• [Selected text]:
---+---

# Help on converter choice



## joefroooo (Feb 1, 2012)

I have just gotten a 1HP variable band saw with a 220V 3phase motor on it. The saw also has a blade welder on it. What are my options on installing it in my home wiring of 220V single phase. Can a static converter, Rotary phase converter, or VFD work. I know that any of the 3 will work but which one would allow me to use the welder with out blowing something up?
Joe


----------



## Hawkeye (Feb 1, 2012)

Joe,

Check out the welder itself. It seems to me that it will be relatively low power to weld a blade. It may not actually be 3 phase, but it might just use two legs of the power supply. In that case, you could feed the welder and a VFD with 220 V single phase, then feed the motor out of the VFD.

I just set up a VFD on my mill and lathe and I love the ease of speed adjustment.


----------



## joefroooo (Feb 1, 2012)

---+---

• [Entries]:
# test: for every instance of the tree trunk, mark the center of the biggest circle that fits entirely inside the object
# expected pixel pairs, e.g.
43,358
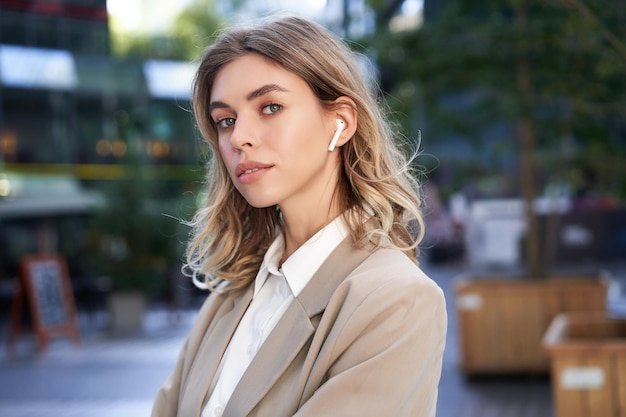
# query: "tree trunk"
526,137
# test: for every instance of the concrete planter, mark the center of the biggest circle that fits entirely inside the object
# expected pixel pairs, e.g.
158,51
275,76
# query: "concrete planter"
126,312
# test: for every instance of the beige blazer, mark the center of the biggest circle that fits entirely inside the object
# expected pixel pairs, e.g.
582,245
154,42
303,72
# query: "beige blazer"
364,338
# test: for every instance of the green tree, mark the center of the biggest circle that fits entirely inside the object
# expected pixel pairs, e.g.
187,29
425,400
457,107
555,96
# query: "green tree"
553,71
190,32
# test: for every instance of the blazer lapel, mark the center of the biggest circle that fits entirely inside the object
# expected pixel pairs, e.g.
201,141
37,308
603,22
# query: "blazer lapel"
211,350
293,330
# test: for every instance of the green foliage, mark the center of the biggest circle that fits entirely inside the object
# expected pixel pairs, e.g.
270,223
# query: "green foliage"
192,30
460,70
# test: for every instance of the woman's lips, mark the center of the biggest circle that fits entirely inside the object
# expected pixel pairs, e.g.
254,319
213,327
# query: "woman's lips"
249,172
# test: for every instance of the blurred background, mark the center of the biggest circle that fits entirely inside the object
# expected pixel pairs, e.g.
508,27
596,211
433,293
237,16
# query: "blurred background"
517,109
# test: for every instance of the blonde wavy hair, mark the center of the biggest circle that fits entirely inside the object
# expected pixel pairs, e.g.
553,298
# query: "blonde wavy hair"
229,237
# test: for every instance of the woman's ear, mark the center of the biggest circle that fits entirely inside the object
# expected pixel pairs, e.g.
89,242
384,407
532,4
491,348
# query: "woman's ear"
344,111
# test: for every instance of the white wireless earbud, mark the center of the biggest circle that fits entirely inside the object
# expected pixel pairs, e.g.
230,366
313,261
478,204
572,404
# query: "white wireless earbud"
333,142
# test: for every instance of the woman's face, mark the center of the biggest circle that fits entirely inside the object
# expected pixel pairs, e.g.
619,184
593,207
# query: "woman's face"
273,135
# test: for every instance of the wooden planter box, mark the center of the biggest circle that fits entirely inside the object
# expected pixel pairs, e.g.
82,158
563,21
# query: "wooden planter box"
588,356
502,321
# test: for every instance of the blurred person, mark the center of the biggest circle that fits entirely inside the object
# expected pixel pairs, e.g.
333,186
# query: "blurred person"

---+---

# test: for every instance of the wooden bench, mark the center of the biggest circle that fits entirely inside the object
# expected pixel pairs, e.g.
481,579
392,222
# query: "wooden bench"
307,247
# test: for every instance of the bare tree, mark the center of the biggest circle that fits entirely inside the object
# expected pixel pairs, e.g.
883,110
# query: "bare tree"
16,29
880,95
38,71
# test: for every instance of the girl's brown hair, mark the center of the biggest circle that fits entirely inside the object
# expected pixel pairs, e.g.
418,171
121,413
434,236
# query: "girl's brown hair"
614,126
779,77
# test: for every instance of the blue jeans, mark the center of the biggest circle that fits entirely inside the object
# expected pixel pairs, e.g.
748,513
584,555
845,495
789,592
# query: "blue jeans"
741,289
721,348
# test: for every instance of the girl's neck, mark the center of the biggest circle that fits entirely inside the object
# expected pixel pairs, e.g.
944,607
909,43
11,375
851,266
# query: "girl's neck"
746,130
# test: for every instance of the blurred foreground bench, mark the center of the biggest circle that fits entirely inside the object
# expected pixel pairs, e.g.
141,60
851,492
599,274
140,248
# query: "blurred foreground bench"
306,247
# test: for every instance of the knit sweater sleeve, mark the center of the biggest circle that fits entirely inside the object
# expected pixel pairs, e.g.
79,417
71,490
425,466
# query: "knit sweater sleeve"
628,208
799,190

---+---

• [Work to do]:
1/ Write out the passage of the converter thread between "I have just" and "of the VFD.", inclusive.
2/ In the converter thread, list the kinds of power-conversion equipment that joefroooo names as options in the first post.
3/ Give the next part of the forum thread on phase converter choice, starting from its final line.

• [Answers to the tasks]:
1/
I have just gotten a 1HP variable band saw with a 220V 3phase motor on it. The saw also has a blade welder on it. What are my options on installing it in my home wiring of 220V single phase. Can a static converter, Rotary phase converter, or VFD work. I know that any of the 3 will work but which one would allow me to use the welder with out blowing something up?
Joe


----------



## Hawkeye (Feb 1, 2012)

Joe,

Check out the welder itself. It seems to me that it will be relatively low power to weld a blade. It may not actually be 3 phase, but it might just use two legs of the power supply. In that case, you could feed the welder and a VFD with 220 V single phase, then feed the motor out of the VFD.

2/ static converter, rotary phase converter, VFD

3/
Hawkeye,
 Thanks for the quick reply. Ill pull off the welder and see how it is wired.That would be awesome if the welder is just using the 220 legs. The band saw is a variable speed so the VFD is not really needed. I also have access to a static converter to try out. Just dont want to blow it up or toast the welder. I could pick up a VFD down the road if the static is not delivering the power.
Thanks again
Joe


----------



## randyjaco (Feb 1, 2012)

I'd go with the rotary phase converter. Don't even consider the static one. I don't think the VFD will be suitable.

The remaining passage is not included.